[start Material for the task]

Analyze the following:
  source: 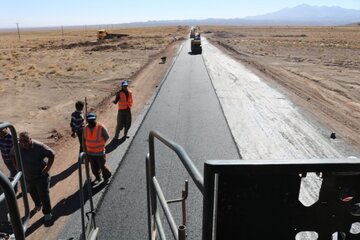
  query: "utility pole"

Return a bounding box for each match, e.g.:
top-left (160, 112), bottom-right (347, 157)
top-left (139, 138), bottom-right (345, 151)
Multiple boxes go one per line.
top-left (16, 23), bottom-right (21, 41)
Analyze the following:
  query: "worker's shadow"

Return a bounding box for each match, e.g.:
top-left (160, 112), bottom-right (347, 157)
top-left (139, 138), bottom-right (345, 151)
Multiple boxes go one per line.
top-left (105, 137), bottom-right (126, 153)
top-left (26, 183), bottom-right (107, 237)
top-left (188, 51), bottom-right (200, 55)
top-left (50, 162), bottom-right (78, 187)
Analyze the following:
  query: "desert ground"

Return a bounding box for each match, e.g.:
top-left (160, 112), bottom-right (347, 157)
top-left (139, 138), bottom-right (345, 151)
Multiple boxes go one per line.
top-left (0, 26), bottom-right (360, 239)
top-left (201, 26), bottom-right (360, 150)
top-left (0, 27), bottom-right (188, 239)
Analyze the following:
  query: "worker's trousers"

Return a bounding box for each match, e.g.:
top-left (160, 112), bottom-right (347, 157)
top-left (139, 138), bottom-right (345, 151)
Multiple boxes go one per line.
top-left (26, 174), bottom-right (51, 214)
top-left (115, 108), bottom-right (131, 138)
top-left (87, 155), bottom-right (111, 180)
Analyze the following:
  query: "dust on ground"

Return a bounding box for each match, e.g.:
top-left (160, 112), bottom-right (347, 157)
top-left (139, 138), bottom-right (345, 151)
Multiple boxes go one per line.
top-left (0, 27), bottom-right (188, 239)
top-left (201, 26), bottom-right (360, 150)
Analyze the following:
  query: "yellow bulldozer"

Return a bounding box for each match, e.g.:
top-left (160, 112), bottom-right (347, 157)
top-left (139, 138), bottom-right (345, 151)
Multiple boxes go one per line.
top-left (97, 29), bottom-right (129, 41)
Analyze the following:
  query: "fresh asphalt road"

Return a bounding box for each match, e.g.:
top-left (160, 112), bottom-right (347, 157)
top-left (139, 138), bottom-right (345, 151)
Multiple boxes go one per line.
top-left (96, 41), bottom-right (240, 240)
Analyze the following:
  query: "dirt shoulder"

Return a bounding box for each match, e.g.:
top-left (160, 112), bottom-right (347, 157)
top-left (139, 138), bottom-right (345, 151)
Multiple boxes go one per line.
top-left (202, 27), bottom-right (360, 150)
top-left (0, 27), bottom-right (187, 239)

[end Material for the task]
[start Material for the task]

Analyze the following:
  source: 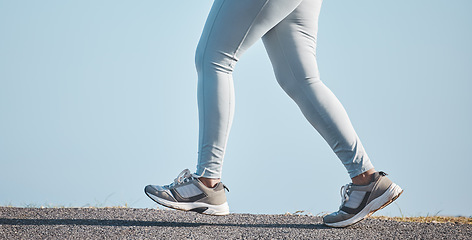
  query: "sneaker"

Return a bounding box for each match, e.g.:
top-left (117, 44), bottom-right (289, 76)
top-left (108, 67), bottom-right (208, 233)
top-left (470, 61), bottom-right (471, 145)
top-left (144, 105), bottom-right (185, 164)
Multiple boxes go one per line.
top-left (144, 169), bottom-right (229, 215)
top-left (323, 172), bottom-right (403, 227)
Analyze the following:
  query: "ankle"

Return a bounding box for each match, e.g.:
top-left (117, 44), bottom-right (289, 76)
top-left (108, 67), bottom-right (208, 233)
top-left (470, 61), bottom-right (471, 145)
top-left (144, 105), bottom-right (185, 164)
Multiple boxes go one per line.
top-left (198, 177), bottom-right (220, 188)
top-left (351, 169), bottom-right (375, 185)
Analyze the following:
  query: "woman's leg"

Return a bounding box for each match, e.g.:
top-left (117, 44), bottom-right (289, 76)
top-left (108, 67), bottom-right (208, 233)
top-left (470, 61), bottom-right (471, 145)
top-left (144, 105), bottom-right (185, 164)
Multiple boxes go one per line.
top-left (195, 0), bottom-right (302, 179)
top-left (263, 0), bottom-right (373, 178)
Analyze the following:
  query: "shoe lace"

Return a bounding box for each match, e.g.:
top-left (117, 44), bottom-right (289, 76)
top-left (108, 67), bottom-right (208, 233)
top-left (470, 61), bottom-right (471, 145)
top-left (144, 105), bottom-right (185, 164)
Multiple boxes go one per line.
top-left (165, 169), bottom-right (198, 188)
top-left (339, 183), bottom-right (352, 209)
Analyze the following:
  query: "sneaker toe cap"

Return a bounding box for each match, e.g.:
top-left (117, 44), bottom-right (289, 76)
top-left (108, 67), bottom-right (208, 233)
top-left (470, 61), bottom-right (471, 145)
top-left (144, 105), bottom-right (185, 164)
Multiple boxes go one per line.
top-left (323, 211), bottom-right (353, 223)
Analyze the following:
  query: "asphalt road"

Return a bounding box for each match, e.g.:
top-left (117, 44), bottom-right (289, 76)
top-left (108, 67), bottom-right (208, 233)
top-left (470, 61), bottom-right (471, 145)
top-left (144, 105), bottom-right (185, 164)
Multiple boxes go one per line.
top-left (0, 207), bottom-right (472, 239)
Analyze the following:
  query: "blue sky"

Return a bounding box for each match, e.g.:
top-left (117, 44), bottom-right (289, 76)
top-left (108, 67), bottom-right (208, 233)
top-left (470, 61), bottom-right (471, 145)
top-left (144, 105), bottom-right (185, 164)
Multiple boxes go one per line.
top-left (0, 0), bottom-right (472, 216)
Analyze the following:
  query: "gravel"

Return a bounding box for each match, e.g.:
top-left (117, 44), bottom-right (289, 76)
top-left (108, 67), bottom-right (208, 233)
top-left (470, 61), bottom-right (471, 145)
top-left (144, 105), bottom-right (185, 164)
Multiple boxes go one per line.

[end Material for the task]

Count the lines in the records above that contain the string "asphalt", with case counting. Reply with the number alone.

▶ **Output of the task**
2